[Region labeling records]

● ● ● ● ● ● ●

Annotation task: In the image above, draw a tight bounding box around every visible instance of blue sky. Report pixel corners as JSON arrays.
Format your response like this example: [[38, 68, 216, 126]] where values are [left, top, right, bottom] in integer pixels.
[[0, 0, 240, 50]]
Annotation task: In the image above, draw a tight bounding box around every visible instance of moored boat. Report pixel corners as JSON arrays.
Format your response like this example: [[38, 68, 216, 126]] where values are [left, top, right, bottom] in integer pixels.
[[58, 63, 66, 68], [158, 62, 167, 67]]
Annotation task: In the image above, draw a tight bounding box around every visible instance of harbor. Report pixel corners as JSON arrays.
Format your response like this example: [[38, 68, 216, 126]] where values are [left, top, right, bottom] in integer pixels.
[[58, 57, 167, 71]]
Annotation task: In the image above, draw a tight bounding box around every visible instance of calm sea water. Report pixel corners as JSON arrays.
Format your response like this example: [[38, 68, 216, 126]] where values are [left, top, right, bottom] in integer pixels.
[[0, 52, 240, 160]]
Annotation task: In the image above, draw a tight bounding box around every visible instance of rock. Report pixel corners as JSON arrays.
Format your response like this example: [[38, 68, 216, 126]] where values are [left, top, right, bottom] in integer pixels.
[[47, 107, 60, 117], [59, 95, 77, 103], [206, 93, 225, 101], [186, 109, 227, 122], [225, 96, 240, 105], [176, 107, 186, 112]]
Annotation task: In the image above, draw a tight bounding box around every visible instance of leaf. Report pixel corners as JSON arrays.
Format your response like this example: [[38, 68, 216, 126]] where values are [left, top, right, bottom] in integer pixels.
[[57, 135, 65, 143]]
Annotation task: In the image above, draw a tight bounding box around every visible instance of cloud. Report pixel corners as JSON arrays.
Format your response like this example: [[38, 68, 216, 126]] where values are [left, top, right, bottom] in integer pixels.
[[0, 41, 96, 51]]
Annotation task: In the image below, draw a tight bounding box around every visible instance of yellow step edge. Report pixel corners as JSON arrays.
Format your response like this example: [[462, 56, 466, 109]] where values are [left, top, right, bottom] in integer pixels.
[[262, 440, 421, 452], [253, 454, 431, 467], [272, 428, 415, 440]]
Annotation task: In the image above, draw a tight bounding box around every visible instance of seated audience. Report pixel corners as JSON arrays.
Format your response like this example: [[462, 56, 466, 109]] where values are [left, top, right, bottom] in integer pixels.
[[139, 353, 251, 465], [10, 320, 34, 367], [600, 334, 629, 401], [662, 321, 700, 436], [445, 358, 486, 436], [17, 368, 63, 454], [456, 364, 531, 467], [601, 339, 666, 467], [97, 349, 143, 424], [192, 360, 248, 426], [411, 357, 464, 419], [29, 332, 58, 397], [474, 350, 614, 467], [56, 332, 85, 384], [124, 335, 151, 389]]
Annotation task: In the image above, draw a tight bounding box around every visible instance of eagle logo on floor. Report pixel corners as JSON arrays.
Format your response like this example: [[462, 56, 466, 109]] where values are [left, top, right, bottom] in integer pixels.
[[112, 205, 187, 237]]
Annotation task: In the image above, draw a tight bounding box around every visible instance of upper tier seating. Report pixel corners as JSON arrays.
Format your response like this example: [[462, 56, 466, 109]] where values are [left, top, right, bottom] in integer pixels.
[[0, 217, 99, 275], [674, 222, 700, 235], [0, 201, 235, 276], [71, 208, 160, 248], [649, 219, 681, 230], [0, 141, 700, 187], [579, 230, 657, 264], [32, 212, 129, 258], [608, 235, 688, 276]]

● ● ● ● ● ● ●

* What to do *
Swap "tight bounding box" for "close-fitting bounding box" throughout the rows above, keeping everything else the same.

* Exercise solution *
Annotation task: In the image above, draw a close-fitting bounding box around every visible instance of blue sky. Report pixel corners as JSON arrays.
Format your response like this example: [[38, 68, 216, 126]] where values are [left, top, right, bottom] in integer pixels.
[[0, 0, 240, 50]]
Annotation task: In the image above, draw a close-fitting bounding box around every visible instance of moored boat. Report pixel corners as JSON arrays.
Format your response like this example: [[38, 68, 216, 126]] where values are [left, top, right, bottom] in integer pixels.
[[58, 63, 66, 68], [158, 62, 167, 67]]
Annotation task: In the image above, draw a close-fitting bounding box around every visible instance of harbor. Report pixel corners as JSON arrays.
Format your response like this example: [[38, 68, 216, 126]] where values are [left, top, right, bottom] in integer pixels.
[[58, 57, 167, 71]]
Annotation task: In the image above, draw a close-fitting bounding box around every visible instance of calm sea water. Report pixel corners as JSON arrays.
Format your response like this example: [[38, 68, 216, 126]] where values are [left, top, right, bottom] in integer pixels.
[[0, 52, 240, 160]]
Annotation task: In the image above, draw a close-fitting bounding box around every visible instance of rock. Report pixel corners as JSON arrays.
Format your response like this example: [[38, 68, 216, 126]] where values are [left, top, right, bottom] in integer pixels.
[[47, 107, 60, 117], [59, 95, 77, 103], [206, 93, 225, 101], [186, 109, 227, 122], [225, 96, 240, 105], [176, 107, 186, 112]]
Annotation task: In the image above, draw a close-fitting bounding box around every visible instance of leaf. Report pixel corners as JSON arrays.
Format your response like this example: [[38, 68, 216, 126]] where values are [left, top, right, bottom] in integer pixels.
[[57, 135, 65, 143]]
Annotation task: In the image above, draw a close-fitting bounding box around every visible instance of cloud. Report pixel corners as JSON arrays.
Format your response like this example: [[38, 68, 216, 126]] where values are [left, top, right, bottom] in integer pixels.
[[0, 41, 96, 51]]
Annotation task: In the image below, draw a close-fitting bounding box around every visible instance of yellow step edge. Report pixel corners as JSON arrays.
Format your response like this example: [[462, 56, 466, 109]] where values are [left, top, right, bottom] in integer pixels.
[[262, 440, 421, 452], [253, 454, 431, 467], [272, 428, 415, 440]]
Annotation task: In the image above, draw a close-fitting bounding box around every visible instance of seated audience. Report pixel corners as JSON arrays.
Format your response like this example: [[462, 56, 466, 109]] where values are [left, top, right, bottom] in integer pixels.
[[139, 353, 251, 465], [10, 320, 34, 367], [600, 334, 629, 401], [662, 321, 700, 436], [445, 358, 486, 436], [17, 368, 63, 454], [456, 364, 531, 467], [601, 339, 666, 467], [97, 349, 143, 424], [192, 360, 248, 426], [411, 357, 464, 419], [29, 332, 58, 397], [474, 350, 614, 467], [56, 332, 85, 384], [124, 335, 151, 389]]
Annotation task: In the image above, draw a close-fitting bounding box around every visible instance of eagle logo on floor. Report pixel corners as JSON arrays.
Format your response like this example: [[462, 56, 466, 109]] where values are [left, top, right, bottom] in integer pixels.
[[112, 205, 187, 237]]
Annotation task: In the image above, draw a close-fitting bounding box around every visible instance of upper tier seating. Report pixel corners as JSON arrays.
Format your response like this example: [[462, 56, 466, 109]] where values are [left, top, right, bottom] in integer pixels.
[[0, 217, 99, 275], [674, 222, 700, 235], [0, 201, 235, 276], [71, 208, 160, 248], [649, 219, 681, 230], [0, 141, 700, 187], [579, 230, 657, 264], [32, 212, 129, 258], [608, 235, 688, 276]]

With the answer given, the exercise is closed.